Please copy each line below that contains the string "plant".
──────── Provided entries
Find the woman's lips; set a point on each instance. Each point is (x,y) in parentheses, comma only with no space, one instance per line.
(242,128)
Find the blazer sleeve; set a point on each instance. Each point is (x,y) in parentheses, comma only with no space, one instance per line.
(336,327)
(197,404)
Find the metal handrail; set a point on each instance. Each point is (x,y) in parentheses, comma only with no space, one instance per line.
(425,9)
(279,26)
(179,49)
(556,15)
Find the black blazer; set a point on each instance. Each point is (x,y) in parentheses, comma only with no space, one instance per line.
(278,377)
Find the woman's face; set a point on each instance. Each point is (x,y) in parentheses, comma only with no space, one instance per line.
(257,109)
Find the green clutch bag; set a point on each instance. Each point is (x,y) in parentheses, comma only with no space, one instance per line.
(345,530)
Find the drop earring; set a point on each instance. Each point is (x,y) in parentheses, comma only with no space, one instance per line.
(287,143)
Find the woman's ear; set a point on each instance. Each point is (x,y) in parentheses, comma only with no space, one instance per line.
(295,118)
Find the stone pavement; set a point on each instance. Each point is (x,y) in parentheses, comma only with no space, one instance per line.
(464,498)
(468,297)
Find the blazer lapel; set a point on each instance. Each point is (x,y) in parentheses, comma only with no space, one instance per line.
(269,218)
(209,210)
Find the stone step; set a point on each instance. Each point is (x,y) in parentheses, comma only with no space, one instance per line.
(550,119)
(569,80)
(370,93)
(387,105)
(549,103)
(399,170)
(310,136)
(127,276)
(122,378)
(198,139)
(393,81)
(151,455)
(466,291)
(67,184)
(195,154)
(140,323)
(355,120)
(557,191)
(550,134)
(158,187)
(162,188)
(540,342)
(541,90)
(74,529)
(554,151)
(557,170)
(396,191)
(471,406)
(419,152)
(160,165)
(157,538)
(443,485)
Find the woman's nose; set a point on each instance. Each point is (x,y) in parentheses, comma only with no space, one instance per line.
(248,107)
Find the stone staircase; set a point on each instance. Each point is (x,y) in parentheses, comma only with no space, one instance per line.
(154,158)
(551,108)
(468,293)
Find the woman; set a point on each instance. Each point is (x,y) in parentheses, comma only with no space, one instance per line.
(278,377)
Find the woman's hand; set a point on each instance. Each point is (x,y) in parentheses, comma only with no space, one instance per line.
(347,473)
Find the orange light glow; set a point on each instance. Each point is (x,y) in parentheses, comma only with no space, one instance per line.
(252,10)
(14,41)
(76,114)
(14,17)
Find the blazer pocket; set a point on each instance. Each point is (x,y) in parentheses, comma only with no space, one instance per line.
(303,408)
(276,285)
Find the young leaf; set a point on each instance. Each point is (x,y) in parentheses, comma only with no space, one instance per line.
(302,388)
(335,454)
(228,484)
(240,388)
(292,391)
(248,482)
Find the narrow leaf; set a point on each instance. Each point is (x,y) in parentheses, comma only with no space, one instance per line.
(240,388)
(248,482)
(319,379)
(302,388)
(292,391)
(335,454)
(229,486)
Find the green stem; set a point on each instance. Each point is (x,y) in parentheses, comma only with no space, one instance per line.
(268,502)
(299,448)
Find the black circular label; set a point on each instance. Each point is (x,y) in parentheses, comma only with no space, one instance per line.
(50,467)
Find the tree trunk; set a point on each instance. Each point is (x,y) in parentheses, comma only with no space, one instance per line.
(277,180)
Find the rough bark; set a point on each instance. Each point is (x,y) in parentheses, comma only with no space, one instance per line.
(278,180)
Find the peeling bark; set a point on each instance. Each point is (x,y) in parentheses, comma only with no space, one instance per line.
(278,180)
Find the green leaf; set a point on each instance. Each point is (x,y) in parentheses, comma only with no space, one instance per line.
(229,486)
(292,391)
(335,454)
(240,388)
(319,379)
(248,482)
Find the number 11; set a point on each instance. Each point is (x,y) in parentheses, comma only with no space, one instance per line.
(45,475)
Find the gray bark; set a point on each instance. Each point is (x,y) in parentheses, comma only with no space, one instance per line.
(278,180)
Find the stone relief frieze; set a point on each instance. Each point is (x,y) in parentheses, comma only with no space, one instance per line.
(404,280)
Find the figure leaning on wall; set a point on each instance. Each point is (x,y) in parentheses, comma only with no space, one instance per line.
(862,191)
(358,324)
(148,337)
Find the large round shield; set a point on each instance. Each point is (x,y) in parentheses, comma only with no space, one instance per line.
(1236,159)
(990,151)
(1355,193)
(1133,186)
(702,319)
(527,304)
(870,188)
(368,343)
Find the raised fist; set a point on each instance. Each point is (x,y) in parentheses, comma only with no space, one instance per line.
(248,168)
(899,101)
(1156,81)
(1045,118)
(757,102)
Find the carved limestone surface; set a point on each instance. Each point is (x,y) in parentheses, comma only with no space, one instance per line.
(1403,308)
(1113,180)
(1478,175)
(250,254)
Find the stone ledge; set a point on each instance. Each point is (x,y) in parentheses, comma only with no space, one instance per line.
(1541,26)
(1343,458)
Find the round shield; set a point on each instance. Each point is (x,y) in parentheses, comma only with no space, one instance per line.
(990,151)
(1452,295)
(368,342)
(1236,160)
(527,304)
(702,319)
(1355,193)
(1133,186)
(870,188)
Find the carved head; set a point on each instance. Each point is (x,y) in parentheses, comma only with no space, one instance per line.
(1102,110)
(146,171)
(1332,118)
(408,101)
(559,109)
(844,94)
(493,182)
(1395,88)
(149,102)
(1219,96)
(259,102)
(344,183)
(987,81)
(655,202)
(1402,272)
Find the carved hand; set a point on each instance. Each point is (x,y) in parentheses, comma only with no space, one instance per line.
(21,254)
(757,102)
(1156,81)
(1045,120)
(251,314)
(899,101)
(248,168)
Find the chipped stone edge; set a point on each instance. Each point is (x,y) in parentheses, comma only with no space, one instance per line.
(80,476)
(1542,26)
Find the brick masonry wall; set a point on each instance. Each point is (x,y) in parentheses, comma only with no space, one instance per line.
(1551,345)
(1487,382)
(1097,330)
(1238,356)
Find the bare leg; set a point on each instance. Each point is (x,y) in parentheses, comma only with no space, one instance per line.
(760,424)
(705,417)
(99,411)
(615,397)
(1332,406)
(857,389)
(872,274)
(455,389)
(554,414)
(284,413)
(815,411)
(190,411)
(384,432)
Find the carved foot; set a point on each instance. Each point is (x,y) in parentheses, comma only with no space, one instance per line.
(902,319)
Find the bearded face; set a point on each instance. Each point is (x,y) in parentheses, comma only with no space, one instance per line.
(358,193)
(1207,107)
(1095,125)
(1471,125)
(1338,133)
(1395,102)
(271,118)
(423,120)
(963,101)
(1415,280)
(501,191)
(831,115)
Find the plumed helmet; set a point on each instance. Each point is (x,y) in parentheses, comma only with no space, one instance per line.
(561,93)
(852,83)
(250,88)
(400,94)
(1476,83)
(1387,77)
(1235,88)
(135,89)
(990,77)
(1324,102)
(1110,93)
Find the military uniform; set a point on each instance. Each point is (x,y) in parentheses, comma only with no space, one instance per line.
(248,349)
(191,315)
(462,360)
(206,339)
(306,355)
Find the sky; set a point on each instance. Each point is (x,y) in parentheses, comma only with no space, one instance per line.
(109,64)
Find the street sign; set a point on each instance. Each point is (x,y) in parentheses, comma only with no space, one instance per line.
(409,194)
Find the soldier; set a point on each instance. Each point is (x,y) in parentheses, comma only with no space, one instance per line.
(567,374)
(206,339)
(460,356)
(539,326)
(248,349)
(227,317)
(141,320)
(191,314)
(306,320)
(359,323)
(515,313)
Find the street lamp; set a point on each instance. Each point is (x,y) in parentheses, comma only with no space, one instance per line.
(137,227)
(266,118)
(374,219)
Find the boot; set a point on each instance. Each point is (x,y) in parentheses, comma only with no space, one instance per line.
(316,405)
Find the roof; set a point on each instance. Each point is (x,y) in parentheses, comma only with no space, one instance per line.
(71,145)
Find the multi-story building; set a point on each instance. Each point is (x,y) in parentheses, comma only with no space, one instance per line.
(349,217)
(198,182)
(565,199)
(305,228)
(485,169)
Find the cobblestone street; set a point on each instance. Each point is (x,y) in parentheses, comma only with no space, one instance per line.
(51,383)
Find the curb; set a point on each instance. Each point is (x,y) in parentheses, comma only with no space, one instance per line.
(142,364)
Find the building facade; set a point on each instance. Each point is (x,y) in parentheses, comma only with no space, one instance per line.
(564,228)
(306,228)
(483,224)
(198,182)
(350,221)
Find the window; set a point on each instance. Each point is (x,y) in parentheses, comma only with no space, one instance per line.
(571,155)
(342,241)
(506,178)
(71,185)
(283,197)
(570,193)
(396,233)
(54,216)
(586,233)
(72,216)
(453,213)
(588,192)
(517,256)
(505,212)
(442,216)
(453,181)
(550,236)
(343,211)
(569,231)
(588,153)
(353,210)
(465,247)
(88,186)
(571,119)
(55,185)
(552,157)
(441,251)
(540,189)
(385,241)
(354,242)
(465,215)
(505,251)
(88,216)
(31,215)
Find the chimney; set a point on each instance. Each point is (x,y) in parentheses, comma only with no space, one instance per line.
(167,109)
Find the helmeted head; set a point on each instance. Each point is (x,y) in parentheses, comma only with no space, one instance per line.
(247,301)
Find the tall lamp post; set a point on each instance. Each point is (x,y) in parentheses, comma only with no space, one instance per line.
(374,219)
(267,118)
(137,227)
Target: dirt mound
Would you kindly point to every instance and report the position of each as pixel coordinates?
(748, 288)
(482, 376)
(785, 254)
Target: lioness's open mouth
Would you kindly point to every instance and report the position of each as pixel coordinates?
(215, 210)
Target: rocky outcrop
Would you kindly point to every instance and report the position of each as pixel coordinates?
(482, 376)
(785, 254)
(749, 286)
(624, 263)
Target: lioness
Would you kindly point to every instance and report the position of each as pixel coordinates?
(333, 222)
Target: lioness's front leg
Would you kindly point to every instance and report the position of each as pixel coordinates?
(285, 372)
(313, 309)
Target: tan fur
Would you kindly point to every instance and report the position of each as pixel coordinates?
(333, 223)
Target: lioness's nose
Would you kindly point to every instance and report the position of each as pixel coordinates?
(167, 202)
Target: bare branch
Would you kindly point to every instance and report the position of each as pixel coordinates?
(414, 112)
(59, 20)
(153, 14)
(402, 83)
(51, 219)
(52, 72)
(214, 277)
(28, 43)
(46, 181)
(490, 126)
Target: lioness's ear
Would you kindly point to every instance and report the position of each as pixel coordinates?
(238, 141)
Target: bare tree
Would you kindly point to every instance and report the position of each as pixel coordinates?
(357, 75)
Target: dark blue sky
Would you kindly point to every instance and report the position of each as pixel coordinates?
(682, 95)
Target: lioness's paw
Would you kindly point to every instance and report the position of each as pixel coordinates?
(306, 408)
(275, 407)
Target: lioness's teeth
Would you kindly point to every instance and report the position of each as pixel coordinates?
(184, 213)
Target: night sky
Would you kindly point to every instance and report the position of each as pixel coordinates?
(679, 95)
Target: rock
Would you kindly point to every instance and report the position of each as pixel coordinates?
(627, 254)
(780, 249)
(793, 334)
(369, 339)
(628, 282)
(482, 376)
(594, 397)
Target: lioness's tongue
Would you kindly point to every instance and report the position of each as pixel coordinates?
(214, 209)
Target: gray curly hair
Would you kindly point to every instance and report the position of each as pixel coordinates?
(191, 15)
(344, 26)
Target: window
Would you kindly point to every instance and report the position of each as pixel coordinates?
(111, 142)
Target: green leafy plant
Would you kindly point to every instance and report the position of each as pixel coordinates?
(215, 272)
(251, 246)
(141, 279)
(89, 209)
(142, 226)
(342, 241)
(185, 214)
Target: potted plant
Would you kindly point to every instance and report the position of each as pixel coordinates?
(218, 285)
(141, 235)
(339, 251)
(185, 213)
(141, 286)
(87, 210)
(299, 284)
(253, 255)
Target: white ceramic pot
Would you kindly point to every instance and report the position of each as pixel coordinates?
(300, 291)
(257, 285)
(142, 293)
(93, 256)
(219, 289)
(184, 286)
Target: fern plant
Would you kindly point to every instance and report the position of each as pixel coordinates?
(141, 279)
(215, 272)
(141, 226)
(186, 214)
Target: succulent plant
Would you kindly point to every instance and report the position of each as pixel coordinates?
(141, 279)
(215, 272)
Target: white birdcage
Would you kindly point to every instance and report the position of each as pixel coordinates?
────────────────
**Response**
Target: green leafy plant
Target: potted plant
Target: fern plant
Target: succulent plant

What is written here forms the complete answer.